■ Dataset entries
□ □ □

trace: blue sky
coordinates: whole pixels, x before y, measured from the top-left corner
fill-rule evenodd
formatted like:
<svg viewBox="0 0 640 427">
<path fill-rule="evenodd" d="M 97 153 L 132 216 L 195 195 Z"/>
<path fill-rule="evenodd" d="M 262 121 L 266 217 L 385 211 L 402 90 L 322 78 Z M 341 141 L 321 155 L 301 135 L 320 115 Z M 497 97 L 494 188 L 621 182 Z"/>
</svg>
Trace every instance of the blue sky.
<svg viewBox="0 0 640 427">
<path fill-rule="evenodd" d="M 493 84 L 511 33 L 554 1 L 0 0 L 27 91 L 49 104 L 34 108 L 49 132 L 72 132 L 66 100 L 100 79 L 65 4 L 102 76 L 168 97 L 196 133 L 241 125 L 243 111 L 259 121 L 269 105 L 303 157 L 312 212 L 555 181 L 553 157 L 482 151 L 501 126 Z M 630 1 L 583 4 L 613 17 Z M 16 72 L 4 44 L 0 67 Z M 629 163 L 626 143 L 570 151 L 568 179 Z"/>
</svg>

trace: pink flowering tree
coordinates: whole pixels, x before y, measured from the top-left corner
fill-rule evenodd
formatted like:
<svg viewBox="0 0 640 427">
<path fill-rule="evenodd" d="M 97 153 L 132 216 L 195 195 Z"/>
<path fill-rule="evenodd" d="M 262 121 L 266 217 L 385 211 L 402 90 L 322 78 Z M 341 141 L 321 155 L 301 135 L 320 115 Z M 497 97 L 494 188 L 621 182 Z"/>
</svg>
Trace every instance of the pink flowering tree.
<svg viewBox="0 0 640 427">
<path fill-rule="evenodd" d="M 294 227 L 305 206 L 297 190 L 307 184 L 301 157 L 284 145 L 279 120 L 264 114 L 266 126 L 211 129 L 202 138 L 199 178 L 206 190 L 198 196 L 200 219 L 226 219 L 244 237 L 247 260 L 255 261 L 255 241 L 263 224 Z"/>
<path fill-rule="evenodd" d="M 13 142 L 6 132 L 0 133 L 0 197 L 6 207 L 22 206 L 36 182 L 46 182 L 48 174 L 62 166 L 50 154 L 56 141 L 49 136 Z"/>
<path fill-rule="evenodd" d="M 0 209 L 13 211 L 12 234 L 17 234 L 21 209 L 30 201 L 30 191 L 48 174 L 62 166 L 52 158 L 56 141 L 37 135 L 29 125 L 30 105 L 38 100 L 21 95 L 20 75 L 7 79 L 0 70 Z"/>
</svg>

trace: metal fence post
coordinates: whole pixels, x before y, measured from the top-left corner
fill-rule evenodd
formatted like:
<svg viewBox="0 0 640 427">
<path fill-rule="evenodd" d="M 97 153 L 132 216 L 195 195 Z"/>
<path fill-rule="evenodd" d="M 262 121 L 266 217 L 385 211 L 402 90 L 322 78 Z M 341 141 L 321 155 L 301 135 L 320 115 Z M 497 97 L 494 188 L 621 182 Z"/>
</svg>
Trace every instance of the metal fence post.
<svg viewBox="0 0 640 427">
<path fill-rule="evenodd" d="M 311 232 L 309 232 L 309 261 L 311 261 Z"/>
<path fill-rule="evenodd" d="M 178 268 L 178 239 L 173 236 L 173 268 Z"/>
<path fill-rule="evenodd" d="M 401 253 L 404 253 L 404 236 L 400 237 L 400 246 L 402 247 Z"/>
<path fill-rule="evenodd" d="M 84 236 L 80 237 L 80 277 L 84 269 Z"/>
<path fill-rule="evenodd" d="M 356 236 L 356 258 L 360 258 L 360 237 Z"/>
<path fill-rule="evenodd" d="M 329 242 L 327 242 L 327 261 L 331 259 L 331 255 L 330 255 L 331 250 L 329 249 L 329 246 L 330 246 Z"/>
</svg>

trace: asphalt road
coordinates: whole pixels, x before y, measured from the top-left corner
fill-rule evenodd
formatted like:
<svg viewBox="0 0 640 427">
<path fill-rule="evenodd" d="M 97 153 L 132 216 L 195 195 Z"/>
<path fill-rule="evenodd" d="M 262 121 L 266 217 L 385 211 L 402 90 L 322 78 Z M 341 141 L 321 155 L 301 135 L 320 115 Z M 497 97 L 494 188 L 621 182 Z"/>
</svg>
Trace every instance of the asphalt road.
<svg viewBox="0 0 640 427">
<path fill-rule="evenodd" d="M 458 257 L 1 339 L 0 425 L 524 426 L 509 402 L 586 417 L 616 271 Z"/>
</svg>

□ □ □

An exact transcription of the data above is required.

trace: blue sky
coordinates: whole pixels, x before y, measured from the top-left corner
fill-rule evenodd
formatted like:
<svg viewBox="0 0 640 427">
<path fill-rule="evenodd" d="M 97 153 L 132 216 L 195 195 Z"/>
<path fill-rule="evenodd" d="M 262 121 L 266 217 L 385 211 L 402 90 L 322 78 Z M 341 141 L 321 155 L 301 135 L 320 115 Z M 497 97 L 494 188 L 621 182 Z"/>
</svg>
Trace every instance of the blue sky.
<svg viewBox="0 0 640 427">
<path fill-rule="evenodd" d="M 493 84 L 511 33 L 554 1 L 0 0 L 27 91 L 49 104 L 34 108 L 49 132 L 72 132 L 66 100 L 100 79 L 65 4 L 102 76 L 168 97 L 196 133 L 241 125 L 243 111 L 259 121 L 269 105 L 303 157 L 312 212 L 555 181 L 553 157 L 482 151 L 501 126 Z M 630 1 L 583 4 L 613 17 Z M 16 72 L 4 44 L 0 67 Z M 629 163 L 626 143 L 570 151 L 568 179 Z"/>
</svg>

trace: pink flowering tree
coordinates: whole pixels, x before y, measured from the top-left corner
fill-rule evenodd
formatted like:
<svg viewBox="0 0 640 427">
<path fill-rule="evenodd" d="M 97 153 L 132 216 L 195 195 Z"/>
<path fill-rule="evenodd" d="M 262 121 L 266 217 L 385 211 L 402 90 L 322 78 Z M 341 141 L 321 155 L 301 135 L 320 115 Z M 497 97 L 494 188 L 621 182 Z"/>
</svg>
Trace every instance of the pink flowering tree.
<svg viewBox="0 0 640 427">
<path fill-rule="evenodd" d="M 294 227 L 305 206 L 297 190 L 307 184 L 301 157 L 284 145 L 279 120 L 264 114 L 266 126 L 211 129 L 202 138 L 199 178 L 206 190 L 198 196 L 200 219 L 226 219 L 244 237 L 247 260 L 255 261 L 255 241 L 263 224 Z"/>
<path fill-rule="evenodd" d="M 13 142 L 6 132 L 0 133 L 0 197 L 6 207 L 22 206 L 36 182 L 46 182 L 48 174 L 62 166 L 50 154 L 56 141 L 49 136 Z"/>
<path fill-rule="evenodd" d="M 0 209 L 13 211 L 12 234 L 17 234 L 21 209 L 30 201 L 30 191 L 48 174 L 62 166 L 52 158 L 56 141 L 37 135 L 29 125 L 30 105 L 38 100 L 21 95 L 20 75 L 7 79 L 0 70 Z"/>
</svg>

trace: metal fence post
coordinates: whole pixels, x before y, measured from the top-left corner
fill-rule evenodd
formatted like:
<svg viewBox="0 0 640 427">
<path fill-rule="evenodd" d="M 97 153 L 132 216 L 195 195 Z"/>
<path fill-rule="evenodd" d="M 262 121 L 266 217 L 385 211 L 402 90 L 322 78 Z M 341 141 L 321 155 L 301 135 L 320 115 Z M 497 97 L 494 188 L 621 182 Z"/>
</svg>
Trace every instance of the metal fence post.
<svg viewBox="0 0 640 427">
<path fill-rule="evenodd" d="M 311 232 L 309 232 L 309 261 L 311 261 Z"/>
<path fill-rule="evenodd" d="M 178 268 L 178 239 L 173 236 L 173 268 Z"/>
<path fill-rule="evenodd" d="M 401 253 L 404 253 L 404 236 L 400 237 L 400 246 L 402 247 Z"/>
<path fill-rule="evenodd" d="M 84 236 L 80 237 L 80 277 L 84 269 Z"/>
<path fill-rule="evenodd" d="M 356 236 L 356 258 L 360 258 L 360 237 Z"/>
<path fill-rule="evenodd" d="M 329 242 L 327 242 L 327 261 L 331 259 L 331 255 L 330 255 L 331 250 L 329 249 L 329 246 L 330 246 Z"/>
</svg>

trace: asphalt road
coordinates: whole pixels, x before y, measured from the top-left corner
fill-rule evenodd
formatted like:
<svg viewBox="0 0 640 427">
<path fill-rule="evenodd" d="M 97 153 L 132 216 L 195 195 Z"/>
<path fill-rule="evenodd" d="M 262 121 L 266 217 L 385 211 L 402 90 L 322 78 Z M 341 141 L 321 155 L 301 135 L 320 115 Z M 497 97 L 494 188 L 621 182 Z"/>
</svg>
Trace every instance of the asphalt road.
<svg viewBox="0 0 640 427">
<path fill-rule="evenodd" d="M 458 257 L 1 339 L 0 425 L 524 426 L 509 402 L 586 417 L 616 271 Z"/>
</svg>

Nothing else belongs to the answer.